[Records from a dataset]
——————

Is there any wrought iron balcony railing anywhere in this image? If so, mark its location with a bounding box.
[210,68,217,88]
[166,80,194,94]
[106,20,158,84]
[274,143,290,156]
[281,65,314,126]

——————

Reproduce every one of the records above verbatim, keeping each line unchanged.

> [TASK SOLUTION]
Is there any wrought iron balcony railing anywhere in this image? If so, mark its location with a bounding box.
[210,68,217,88]
[166,80,194,94]
[106,20,158,84]
[274,143,290,156]
[281,65,314,126]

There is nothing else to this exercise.